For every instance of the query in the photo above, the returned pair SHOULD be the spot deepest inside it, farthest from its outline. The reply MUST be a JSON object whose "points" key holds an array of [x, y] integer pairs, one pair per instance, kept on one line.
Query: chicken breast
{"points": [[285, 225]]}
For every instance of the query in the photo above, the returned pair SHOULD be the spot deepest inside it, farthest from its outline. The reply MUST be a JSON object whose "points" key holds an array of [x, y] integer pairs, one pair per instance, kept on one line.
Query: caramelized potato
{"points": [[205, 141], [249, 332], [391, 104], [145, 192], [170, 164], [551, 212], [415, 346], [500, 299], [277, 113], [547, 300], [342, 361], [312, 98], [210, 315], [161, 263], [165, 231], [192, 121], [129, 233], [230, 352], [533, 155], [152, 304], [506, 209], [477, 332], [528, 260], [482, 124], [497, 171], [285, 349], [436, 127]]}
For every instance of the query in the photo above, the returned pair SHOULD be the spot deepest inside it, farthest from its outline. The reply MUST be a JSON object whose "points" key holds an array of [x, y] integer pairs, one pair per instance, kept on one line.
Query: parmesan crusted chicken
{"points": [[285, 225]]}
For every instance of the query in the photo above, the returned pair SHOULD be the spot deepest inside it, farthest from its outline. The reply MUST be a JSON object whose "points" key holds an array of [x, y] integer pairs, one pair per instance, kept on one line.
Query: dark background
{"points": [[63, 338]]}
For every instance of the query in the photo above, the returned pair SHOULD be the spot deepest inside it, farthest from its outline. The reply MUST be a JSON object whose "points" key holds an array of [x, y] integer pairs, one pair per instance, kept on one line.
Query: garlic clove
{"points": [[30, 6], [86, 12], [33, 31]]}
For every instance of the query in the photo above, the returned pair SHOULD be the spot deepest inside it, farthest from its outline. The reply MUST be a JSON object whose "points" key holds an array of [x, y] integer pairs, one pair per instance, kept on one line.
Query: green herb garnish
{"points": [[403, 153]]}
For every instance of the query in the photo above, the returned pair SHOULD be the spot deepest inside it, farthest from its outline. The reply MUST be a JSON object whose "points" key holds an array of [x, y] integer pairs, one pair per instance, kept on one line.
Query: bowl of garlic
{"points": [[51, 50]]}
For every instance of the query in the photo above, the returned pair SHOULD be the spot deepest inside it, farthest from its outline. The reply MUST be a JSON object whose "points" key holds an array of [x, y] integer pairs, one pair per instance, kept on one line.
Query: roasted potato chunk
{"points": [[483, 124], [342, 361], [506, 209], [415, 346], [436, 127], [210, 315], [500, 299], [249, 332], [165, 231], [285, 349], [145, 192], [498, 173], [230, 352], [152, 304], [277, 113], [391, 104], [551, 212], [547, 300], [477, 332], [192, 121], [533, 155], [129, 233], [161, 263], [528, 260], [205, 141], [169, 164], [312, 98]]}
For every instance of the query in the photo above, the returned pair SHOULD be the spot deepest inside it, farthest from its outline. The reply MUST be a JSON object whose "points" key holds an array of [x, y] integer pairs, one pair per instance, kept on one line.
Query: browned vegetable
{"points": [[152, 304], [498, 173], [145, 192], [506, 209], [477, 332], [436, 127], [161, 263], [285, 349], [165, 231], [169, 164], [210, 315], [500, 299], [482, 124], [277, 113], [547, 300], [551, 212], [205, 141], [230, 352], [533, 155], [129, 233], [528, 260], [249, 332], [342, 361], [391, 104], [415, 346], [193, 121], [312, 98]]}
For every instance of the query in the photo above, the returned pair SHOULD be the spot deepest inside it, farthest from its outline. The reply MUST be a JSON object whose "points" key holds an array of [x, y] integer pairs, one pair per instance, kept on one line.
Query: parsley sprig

---------------

### What you need to do
Produce a verbatim transcription of the entries above.

### Expected answer
For every instance of the query in the photo above, the returned pair SHOULD be the spot deepest inside it, farthest from its outline. The reply MUST be a JSON object whose "points" key holds an array of [x, y] integer pairs, one pair per instance, kept on one line.
Query: chicken breast
{"points": [[285, 225]]}
For every instance of the query in the photo above, the returned pair SHOULD be the spot deepest inside it, farthest from its outline. The reply MUST be a JSON object whose "points" key holds an array of [x, y] integer pairs, one pair per instance, kept on one line.
Query: caramelized potato
{"points": [[205, 141], [249, 332], [391, 104], [145, 192], [170, 164], [551, 212], [415, 346], [500, 299], [277, 113], [547, 300], [342, 361], [312, 98], [210, 315], [161, 263], [165, 231], [192, 121], [129, 233], [230, 352], [533, 155], [152, 304], [506, 209], [477, 332], [528, 260], [482, 124], [497, 171], [285, 349], [436, 127]]}
For every instance of the query in the photo above, the returned pair SHOULD be the spot deepest inside it, farthest from its outline. The reply MUST be a JSON object whose "points" key holds an array of [x, y] integer pairs, one pair per instance, kept on one line.
Query: parmesan crusted chicken
{"points": [[285, 225]]}
For every instance of the query in the photo above, the returned pair SHOULD be the spot deepest inside it, farthest from its outline. The reply MUST be a JSON object whose "points" key holds an array of [x, y] integer pairs, one pair per instance, kept on one line.
Query: dark background
{"points": [[63, 338]]}
For every instance of the query in the photo above, the returned pair SHOULD be the spot deepest inside it, farthest from its outline. The reply MUST be a JSON object whose "points" key holds an array of [x, y] integer pairs, one pair per instance, kept on one line.
Query: garlic clove
{"points": [[30, 6], [86, 12], [33, 31]]}
For every instance of the query in the photo above, the returned pair SHOULD be the spot deepest inside it, farthest from its outline. The reply MUST be a JSON object whose "points" key holds an array of [x, y] integer pairs, one pair per instance, kept on one line.
Query: green herb garnish
{"points": [[403, 153]]}
For every instance of the query in the photo above, the returned pair SHOULD be the spot deepest inside it, farthest from its outline. The reply MUST be a JSON object whose "points" key holds an array of [x, y] integer pairs, one pair per instance, kept on one line.
Query: bowl of garlic
{"points": [[51, 50]]}
For every instance of the query in the photo above, the returned pair SHOULD be the spot deepest inside it, farthest from its outline. The reply MUST be a JSON object whose "points" key holds an array of [x, y] integer pairs, one pair per instance, kept on one line.
Query: roasted potato chunk
{"points": [[483, 124], [342, 361], [506, 209], [415, 346], [436, 127], [210, 315], [500, 299], [249, 332], [165, 231], [285, 349], [145, 192], [498, 173], [230, 352], [152, 304], [277, 113], [391, 104], [551, 212], [547, 300], [477, 332], [192, 121], [533, 155], [129, 233], [161, 263], [528, 260], [205, 141], [169, 164], [312, 98]]}
For every instance of the query in the photo above, the returned pair SHOULD be the spot deepest inside it, farthest from its outline. The reply MUST be a JSON object whose "points" key holds an array of [x, y] integer pairs, one pair per instance, kept on one line.
Query: browned vegetable
{"points": [[152, 304], [498, 173], [145, 192], [506, 209], [477, 332], [436, 127], [161, 263], [285, 349], [165, 231], [169, 164], [210, 315], [500, 299], [482, 124], [277, 113], [547, 300], [551, 212], [205, 141], [230, 352], [533, 155], [129, 233], [528, 260], [249, 332], [342, 361], [391, 104], [415, 346], [193, 121], [312, 98]]}
For every instance of the query in the photo above, the returned pair SHOULD be the spot deepest inside it, farthest from its outline. The reply MUST be a JSON object whose "points" key holds an array of [x, y] integer pairs, one pair per instance, kept on one line.
Query: parsley sprig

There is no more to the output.